### PROBLEM REQUIREMENTS
Write out the data below in full. Keep it exact.

### EXTRACTED RECORDS
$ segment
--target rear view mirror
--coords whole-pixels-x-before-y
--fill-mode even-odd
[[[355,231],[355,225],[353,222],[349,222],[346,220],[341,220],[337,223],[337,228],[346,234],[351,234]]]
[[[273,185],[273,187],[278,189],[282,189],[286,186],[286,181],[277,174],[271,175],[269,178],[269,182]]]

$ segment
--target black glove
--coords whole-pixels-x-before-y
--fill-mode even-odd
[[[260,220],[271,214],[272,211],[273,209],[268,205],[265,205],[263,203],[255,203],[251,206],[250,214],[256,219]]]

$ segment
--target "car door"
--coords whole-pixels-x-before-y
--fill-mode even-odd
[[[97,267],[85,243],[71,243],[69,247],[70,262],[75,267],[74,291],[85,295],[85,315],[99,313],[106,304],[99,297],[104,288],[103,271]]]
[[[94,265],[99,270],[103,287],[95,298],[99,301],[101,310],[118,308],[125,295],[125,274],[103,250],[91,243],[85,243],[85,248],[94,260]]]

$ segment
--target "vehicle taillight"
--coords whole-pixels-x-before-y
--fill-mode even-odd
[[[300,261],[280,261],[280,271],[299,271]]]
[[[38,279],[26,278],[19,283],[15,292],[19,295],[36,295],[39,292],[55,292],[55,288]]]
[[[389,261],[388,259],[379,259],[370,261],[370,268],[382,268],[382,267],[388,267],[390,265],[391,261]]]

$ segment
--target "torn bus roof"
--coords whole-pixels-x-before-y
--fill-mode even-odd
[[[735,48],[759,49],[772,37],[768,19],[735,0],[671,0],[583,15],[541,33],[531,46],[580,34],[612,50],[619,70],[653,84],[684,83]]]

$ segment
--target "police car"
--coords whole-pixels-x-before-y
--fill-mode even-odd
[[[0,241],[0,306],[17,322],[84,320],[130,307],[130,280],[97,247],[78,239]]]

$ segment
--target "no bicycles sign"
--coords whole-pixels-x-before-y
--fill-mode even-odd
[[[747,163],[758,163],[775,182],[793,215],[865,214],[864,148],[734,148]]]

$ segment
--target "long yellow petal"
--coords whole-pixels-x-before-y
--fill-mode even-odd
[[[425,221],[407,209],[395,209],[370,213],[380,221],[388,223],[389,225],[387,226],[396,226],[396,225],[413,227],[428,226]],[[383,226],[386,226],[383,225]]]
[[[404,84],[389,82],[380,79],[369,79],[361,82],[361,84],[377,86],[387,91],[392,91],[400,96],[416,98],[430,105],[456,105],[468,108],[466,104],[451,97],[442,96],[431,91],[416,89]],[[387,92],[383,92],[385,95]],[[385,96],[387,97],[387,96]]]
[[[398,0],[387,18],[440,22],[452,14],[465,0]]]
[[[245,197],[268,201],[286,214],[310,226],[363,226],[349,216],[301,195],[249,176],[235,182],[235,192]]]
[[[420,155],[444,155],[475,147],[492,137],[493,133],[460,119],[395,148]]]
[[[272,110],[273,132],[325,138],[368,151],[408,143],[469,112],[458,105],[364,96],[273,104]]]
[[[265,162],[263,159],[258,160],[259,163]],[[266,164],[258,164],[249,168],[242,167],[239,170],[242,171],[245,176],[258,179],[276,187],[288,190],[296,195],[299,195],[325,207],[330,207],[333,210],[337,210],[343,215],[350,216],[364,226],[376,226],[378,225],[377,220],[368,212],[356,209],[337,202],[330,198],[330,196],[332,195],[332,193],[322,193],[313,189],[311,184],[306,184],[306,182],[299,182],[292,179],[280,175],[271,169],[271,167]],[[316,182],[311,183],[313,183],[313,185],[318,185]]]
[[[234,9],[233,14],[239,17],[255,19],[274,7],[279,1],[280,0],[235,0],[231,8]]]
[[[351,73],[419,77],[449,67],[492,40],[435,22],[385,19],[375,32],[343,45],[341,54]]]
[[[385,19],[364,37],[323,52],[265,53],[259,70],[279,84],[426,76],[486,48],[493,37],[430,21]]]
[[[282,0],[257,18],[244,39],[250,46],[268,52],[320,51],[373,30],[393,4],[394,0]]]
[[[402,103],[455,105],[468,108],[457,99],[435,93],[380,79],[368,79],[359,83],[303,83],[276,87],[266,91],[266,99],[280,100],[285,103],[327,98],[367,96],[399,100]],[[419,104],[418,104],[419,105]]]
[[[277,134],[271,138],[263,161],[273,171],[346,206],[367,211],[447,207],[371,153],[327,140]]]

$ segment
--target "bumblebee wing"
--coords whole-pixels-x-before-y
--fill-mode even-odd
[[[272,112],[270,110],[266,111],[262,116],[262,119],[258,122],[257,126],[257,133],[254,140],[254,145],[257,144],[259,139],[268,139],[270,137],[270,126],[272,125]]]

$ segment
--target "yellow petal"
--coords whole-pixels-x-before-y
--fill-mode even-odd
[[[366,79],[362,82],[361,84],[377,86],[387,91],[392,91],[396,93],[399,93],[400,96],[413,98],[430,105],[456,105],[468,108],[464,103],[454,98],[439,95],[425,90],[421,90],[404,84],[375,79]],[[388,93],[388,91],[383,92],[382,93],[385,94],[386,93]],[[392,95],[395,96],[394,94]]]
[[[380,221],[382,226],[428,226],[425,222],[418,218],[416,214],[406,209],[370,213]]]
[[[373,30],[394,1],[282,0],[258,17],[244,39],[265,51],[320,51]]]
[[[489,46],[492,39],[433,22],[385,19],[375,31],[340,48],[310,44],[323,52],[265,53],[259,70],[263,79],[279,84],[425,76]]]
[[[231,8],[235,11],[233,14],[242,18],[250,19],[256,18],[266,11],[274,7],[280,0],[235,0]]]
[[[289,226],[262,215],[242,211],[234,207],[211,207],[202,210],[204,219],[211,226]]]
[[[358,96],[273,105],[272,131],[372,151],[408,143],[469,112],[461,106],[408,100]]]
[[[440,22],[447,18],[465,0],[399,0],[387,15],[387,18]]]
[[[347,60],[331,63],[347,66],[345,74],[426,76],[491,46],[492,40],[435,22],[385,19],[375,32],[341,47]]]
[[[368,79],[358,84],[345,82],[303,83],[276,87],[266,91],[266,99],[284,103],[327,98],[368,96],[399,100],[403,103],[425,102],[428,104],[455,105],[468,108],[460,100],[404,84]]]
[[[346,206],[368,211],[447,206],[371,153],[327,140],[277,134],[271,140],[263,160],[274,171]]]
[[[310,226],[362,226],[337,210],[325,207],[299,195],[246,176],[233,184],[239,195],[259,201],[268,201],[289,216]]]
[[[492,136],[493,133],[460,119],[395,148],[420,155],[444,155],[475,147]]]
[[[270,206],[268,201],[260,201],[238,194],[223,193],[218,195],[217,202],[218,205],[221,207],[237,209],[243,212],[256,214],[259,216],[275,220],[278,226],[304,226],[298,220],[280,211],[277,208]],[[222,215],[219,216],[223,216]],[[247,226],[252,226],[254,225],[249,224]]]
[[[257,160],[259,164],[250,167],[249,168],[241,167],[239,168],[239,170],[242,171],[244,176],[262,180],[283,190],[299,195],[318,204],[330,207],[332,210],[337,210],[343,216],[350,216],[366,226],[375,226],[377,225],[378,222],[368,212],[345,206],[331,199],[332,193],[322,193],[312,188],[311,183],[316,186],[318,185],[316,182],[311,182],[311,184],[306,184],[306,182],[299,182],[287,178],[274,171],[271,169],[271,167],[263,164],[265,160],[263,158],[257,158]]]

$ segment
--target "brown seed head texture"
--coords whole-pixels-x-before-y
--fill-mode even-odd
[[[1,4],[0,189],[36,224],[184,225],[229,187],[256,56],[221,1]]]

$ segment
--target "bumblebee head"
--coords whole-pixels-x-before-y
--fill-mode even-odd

### ANSWER
$ segment
--target rear view mirror
--coords whole-pixels-x-before-y
--fill-mode even-odd
[[[355,231],[355,225],[353,222],[349,222],[346,220],[341,220],[337,223],[337,228],[346,234],[351,234]]]
[[[273,185],[273,187],[278,189],[282,189],[286,186],[286,181],[277,174],[271,175],[269,178],[269,182]]]

$ segment
--target black glove
--coords whole-pixels-x-before-y
--fill-mode even-odd
[[[260,220],[271,214],[272,211],[273,209],[268,205],[265,205],[263,203],[255,203],[251,206],[250,214],[256,219]]]

$ segment
--target "car door"
--coords whole-pixels-x-before-y
--fill-mode even-odd
[[[97,267],[85,243],[71,243],[69,247],[70,262],[75,267],[74,291],[85,295],[85,315],[99,313],[106,304],[99,297],[104,288],[103,271]]]
[[[94,265],[99,270],[103,287],[95,298],[99,301],[101,310],[118,308],[125,295],[125,274],[103,250],[91,243],[85,243],[85,248],[94,260]]]

$ segment
--target "vehicle taillight"
--coords whole-pixels-x-before-y
--fill-mode even-odd
[[[300,261],[280,261],[280,271],[299,271]]]
[[[38,279],[26,278],[19,283],[15,292],[19,295],[36,295],[39,292],[55,292],[55,288]]]
[[[389,261],[388,259],[379,259],[370,261],[370,268],[382,268],[382,267],[388,267],[390,265],[391,261]]]

$ segment
--target "torn bus roof"
--coords whole-pixels-x-before-y
--fill-mode even-odd
[[[735,48],[759,49],[772,37],[768,19],[735,0],[671,0],[583,15],[541,33],[531,46],[580,34],[612,50],[619,70],[653,84],[684,83]]]

$ segment
--target "police car"
--coords whole-pixels-x-before-y
--fill-mode even-odd
[[[0,241],[0,306],[17,322],[84,320],[130,307],[130,280],[97,247],[78,239]]]

$ segment
--target "no bicycles sign"
--coords whole-pixels-x-before-y
--fill-mode even-odd
[[[747,163],[758,163],[775,182],[793,215],[865,214],[864,148],[734,148]]]

$ segment
--target "long yellow petal"
--coords whole-pixels-x-before-y
--fill-mode even-odd
[[[425,221],[407,209],[395,209],[370,213],[380,221],[388,223],[389,225],[387,226],[396,226],[396,225],[413,227],[428,226]],[[383,226],[386,226],[383,225]]]
[[[404,84],[389,82],[380,79],[369,79],[361,82],[361,84],[377,86],[387,91],[392,91],[400,96],[416,98],[430,105],[456,105],[468,108],[466,104],[451,97],[442,96],[431,91],[416,89]],[[387,92],[383,92],[385,95]],[[385,96],[387,97],[387,96]]]
[[[398,0],[387,18],[440,22],[452,14],[465,0]]]
[[[245,197],[268,201],[286,214],[310,226],[363,226],[349,216],[301,195],[249,176],[235,182],[235,192]]]
[[[420,155],[444,155],[475,147],[492,137],[493,133],[460,119],[395,148]]]
[[[272,110],[273,132],[325,138],[368,151],[408,143],[469,112],[458,105],[364,96],[273,104]]]
[[[265,162],[263,159],[258,160],[259,163]],[[266,164],[258,164],[249,168],[242,167],[239,170],[242,171],[245,176],[258,179],[276,187],[288,190],[296,195],[299,195],[325,207],[330,207],[333,210],[337,210],[343,215],[350,216],[364,226],[376,226],[378,225],[377,220],[368,212],[356,209],[337,202],[330,198],[330,196],[332,195],[332,193],[322,193],[313,189],[311,184],[306,184],[306,182],[299,182],[292,179],[280,175],[271,169],[271,167]],[[316,182],[311,183],[313,183],[313,185],[318,185]]]
[[[234,9],[233,14],[239,17],[255,19],[274,7],[279,1],[280,0],[235,0],[231,8]]]
[[[351,73],[419,77],[449,67],[492,40],[435,22],[385,19],[375,32],[343,45],[341,54]]]
[[[385,19],[364,37],[323,52],[265,53],[259,70],[279,84],[426,76],[486,48],[493,37],[430,21]]]
[[[282,0],[257,18],[244,39],[250,46],[268,52],[320,51],[373,30],[393,4],[394,0]]]
[[[402,103],[455,105],[468,108],[457,99],[435,93],[380,79],[368,79],[359,83],[303,83],[276,87],[266,91],[266,99],[280,100],[285,103],[327,98],[367,96],[399,100]],[[419,104],[418,104],[419,105]]]
[[[277,134],[271,138],[263,161],[273,171],[346,206],[367,211],[447,207],[371,153],[327,140]]]

$ segment
--target "bumblebee wing"
--coords whole-pixels-x-before-y
--fill-mode even-odd
[[[272,112],[270,110],[266,111],[262,116],[262,119],[258,122],[257,126],[257,133],[254,140],[254,145],[257,144],[259,139],[268,139],[270,137],[270,126],[272,125]]]

$ segment
--target "yellow petal"
--coords whole-pixels-x-before-y
--fill-mode even-odd
[[[366,79],[362,82],[361,84],[377,86],[387,91],[392,91],[396,93],[399,93],[400,96],[413,98],[430,105],[456,105],[468,108],[464,103],[454,98],[439,95],[425,90],[421,90],[404,84],[375,79]],[[388,93],[388,91],[383,92],[382,93],[385,94],[386,93]],[[392,95],[395,96],[394,94]]]
[[[380,221],[382,226],[428,226],[425,222],[418,218],[416,214],[406,209],[370,213]]]
[[[373,30],[394,1],[282,0],[258,17],[244,39],[265,51],[320,51]]]
[[[489,46],[492,39],[433,22],[385,19],[375,31],[340,48],[310,44],[323,52],[265,53],[259,70],[263,79],[279,84],[425,76]]]
[[[231,8],[235,11],[233,14],[242,18],[250,19],[256,18],[266,11],[274,7],[280,0],[235,0]]]
[[[289,226],[262,215],[242,211],[234,207],[211,207],[202,210],[204,219],[211,226]]]
[[[358,96],[273,105],[272,131],[372,151],[408,143],[469,112],[461,106],[408,100]]]
[[[440,22],[447,18],[465,0],[399,0],[387,15],[387,18]]]
[[[347,60],[331,63],[347,66],[345,74],[426,76],[491,46],[492,40],[435,22],[385,19],[375,32],[341,47]]]
[[[368,79],[358,84],[345,82],[303,83],[276,87],[266,91],[266,99],[284,103],[327,98],[368,96],[399,100],[403,103],[425,102],[428,104],[455,105],[468,108],[460,100],[404,84]]]
[[[346,206],[368,211],[447,206],[371,153],[327,140],[277,134],[271,140],[263,160],[274,171]]]
[[[310,226],[362,226],[337,210],[325,207],[299,195],[246,176],[233,184],[239,195],[259,201],[268,201],[289,216]]]
[[[492,136],[493,133],[460,119],[395,148],[420,155],[444,155],[475,147]]]
[[[270,206],[268,201],[260,201],[238,194],[223,193],[218,195],[217,202],[218,205],[221,207],[237,209],[243,212],[256,214],[259,216],[275,220],[278,226],[304,226],[298,220],[280,211],[277,208]],[[222,215],[219,216],[223,216]],[[247,226],[252,226],[254,225],[249,224]]]
[[[257,160],[259,164],[250,167],[249,168],[241,167],[239,168],[239,170],[242,171],[244,176],[262,180],[283,190],[299,195],[318,204],[330,207],[332,210],[337,210],[343,216],[350,216],[366,226],[375,226],[377,225],[378,222],[368,212],[345,206],[331,199],[332,193],[322,193],[312,188],[311,183],[316,186],[318,185],[316,182],[311,182],[311,184],[306,184],[306,182],[299,182],[287,178],[274,171],[271,169],[271,167],[263,164],[265,160],[263,158],[257,158]]]

$ segment
--target "brown seed head texture"
--coords whole-pixels-x-before-y
--fill-mode even-odd
[[[1,4],[0,189],[36,224],[184,225],[229,187],[256,56],[221,1]]]

$ segment
--target "bumblebee head"
--coords whole-pixels-x-before-y
--fill-mode even-odd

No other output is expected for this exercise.